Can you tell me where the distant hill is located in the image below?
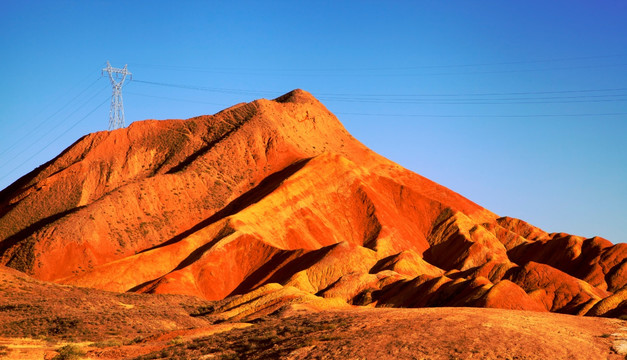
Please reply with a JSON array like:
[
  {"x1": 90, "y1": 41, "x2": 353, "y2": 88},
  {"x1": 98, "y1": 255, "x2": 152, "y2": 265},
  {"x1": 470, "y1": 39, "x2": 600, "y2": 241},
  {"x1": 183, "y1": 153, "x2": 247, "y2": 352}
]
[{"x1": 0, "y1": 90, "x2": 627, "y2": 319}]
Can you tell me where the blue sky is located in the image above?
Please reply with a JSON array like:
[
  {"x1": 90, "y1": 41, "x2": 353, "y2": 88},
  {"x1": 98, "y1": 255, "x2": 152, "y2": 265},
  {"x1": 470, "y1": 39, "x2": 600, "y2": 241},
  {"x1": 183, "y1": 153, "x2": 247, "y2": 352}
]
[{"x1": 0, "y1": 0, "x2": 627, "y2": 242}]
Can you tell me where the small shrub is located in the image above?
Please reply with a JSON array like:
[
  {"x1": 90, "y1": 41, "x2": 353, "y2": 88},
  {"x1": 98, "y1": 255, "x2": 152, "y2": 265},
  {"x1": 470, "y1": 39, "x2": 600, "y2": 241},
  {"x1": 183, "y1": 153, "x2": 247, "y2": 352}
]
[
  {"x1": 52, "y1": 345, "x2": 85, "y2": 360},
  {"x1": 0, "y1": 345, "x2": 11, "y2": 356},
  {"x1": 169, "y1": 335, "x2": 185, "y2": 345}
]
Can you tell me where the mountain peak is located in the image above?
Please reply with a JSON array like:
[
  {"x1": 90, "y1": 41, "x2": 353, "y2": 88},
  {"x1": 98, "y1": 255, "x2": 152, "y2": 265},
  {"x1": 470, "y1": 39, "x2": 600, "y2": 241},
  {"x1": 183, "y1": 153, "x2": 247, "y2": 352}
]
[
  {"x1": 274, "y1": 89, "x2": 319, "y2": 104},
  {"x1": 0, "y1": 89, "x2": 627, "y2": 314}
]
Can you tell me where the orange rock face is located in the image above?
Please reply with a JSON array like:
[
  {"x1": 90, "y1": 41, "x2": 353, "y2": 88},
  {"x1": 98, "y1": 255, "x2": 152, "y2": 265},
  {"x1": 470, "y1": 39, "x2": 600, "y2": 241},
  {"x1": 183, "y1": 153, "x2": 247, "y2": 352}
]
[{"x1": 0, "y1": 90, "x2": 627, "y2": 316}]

━━━━━━

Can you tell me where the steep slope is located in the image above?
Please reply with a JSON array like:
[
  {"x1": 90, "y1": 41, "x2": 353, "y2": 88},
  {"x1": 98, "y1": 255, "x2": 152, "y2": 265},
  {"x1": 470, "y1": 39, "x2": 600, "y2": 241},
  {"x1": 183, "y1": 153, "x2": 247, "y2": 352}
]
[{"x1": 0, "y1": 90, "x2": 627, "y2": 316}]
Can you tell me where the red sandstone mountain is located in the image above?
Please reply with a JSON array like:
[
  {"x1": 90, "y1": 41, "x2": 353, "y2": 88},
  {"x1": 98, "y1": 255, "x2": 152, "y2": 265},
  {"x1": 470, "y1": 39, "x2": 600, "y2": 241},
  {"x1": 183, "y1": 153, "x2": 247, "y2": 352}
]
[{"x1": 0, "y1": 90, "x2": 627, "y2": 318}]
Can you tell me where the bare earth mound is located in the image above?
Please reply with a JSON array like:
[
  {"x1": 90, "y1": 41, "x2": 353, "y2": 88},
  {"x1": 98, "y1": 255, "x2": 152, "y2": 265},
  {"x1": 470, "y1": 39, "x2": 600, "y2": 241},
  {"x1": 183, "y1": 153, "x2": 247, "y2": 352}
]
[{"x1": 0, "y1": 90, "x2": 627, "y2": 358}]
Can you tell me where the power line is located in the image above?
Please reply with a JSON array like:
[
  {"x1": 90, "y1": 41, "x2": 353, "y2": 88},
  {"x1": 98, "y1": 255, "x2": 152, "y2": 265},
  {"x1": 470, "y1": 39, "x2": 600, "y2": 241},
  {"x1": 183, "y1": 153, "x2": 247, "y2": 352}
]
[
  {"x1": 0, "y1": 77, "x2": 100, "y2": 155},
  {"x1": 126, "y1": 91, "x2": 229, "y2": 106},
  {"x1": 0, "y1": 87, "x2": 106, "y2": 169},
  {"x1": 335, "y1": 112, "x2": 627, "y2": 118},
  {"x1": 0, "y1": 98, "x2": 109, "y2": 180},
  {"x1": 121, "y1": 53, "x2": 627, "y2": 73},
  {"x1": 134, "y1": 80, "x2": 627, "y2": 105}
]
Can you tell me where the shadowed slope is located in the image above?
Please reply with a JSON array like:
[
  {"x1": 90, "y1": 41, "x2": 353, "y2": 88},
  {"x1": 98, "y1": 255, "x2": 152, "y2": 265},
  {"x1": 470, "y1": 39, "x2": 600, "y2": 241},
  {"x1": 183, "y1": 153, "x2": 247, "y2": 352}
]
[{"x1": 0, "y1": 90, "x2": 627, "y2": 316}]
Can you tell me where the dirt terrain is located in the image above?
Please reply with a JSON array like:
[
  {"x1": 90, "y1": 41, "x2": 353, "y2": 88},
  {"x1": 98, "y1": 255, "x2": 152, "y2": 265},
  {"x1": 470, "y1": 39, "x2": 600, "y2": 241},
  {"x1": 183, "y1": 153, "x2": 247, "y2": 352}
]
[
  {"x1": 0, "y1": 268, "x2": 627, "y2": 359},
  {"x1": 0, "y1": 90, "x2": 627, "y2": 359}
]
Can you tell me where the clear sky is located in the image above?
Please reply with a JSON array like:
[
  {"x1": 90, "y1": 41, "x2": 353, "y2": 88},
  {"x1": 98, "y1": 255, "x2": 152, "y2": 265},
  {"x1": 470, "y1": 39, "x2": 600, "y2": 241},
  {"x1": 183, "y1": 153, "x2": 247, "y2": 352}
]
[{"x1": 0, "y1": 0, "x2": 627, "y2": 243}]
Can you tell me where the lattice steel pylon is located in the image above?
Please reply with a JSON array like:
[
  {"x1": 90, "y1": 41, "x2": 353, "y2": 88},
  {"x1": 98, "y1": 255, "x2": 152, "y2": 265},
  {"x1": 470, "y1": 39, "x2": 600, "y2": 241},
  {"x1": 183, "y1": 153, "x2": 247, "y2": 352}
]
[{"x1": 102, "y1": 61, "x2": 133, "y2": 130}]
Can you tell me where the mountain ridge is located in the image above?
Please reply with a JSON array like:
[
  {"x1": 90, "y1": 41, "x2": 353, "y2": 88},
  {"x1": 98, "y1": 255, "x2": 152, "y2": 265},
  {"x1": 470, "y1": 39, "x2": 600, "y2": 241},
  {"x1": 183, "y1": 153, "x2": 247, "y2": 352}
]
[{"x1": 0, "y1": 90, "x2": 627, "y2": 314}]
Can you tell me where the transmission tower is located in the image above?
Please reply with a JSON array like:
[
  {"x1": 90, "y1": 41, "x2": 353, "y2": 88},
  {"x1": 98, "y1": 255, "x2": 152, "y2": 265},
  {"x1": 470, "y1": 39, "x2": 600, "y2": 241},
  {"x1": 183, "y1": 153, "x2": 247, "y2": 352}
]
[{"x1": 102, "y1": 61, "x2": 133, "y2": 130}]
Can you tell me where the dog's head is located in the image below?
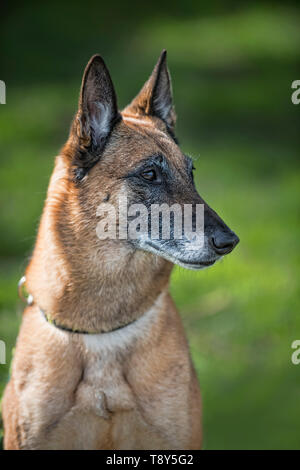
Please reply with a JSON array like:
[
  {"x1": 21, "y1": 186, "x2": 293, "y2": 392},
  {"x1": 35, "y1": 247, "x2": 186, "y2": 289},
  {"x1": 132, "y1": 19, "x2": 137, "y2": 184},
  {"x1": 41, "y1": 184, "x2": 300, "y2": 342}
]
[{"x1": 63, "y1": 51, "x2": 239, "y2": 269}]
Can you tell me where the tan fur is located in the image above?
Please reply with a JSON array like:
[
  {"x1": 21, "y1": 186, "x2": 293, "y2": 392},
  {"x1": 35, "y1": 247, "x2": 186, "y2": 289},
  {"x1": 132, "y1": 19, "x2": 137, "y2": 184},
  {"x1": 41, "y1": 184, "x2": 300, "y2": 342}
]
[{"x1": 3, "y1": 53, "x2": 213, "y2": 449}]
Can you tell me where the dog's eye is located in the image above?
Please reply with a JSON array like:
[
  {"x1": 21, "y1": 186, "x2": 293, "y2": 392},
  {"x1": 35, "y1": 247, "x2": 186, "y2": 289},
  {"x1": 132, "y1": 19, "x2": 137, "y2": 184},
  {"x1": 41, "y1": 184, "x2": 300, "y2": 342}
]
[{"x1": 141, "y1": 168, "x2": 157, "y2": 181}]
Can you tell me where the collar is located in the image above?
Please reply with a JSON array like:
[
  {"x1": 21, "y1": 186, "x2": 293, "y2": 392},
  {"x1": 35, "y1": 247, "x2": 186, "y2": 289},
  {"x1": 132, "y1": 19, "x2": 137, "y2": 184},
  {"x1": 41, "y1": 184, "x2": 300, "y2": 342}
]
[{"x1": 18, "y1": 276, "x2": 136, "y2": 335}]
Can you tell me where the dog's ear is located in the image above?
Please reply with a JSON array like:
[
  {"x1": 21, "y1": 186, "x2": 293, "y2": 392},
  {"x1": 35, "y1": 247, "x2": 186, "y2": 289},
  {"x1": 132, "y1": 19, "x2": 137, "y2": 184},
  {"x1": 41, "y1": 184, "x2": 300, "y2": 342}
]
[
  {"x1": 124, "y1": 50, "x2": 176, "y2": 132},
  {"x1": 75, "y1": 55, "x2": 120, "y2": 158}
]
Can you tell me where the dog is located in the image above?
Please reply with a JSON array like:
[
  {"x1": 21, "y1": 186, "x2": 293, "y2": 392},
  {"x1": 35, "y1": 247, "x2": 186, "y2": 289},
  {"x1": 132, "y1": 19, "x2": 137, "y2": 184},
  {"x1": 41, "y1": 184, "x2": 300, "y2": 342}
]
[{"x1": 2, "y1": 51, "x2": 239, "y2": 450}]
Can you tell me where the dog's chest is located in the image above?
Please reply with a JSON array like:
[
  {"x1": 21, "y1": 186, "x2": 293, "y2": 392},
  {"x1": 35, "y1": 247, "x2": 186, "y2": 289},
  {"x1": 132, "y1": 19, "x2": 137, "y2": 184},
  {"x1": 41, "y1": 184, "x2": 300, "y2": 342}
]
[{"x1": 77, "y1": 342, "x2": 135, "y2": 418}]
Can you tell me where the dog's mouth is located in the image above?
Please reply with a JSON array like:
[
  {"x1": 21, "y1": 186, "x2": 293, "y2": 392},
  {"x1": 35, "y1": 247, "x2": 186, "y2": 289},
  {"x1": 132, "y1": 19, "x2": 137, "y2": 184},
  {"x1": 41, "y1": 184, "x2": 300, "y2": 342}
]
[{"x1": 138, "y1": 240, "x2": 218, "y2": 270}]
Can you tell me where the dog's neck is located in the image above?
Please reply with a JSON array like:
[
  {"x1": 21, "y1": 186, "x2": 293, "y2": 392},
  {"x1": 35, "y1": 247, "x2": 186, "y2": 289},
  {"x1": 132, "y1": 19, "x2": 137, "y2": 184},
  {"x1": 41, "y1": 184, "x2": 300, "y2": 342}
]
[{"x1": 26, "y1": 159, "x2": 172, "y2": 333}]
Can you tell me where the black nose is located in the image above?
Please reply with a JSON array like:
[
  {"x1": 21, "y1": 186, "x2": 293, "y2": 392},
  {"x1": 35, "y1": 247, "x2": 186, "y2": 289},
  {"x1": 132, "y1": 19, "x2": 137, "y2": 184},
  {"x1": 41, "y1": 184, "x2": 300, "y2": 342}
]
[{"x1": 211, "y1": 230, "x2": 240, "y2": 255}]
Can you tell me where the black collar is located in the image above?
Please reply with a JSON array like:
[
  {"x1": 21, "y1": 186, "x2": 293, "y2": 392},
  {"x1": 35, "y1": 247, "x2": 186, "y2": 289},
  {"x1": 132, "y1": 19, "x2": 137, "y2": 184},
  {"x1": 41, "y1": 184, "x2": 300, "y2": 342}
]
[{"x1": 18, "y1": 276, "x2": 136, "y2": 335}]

━━━━━━

§ **Given exercise**:
Extract each line from the items above that contains the word "collar", copying those lines as they appear.

§ **The solution**:
Can you tell me where the collar is located in the image above?
Can you tell me where the black collar is located in the image above?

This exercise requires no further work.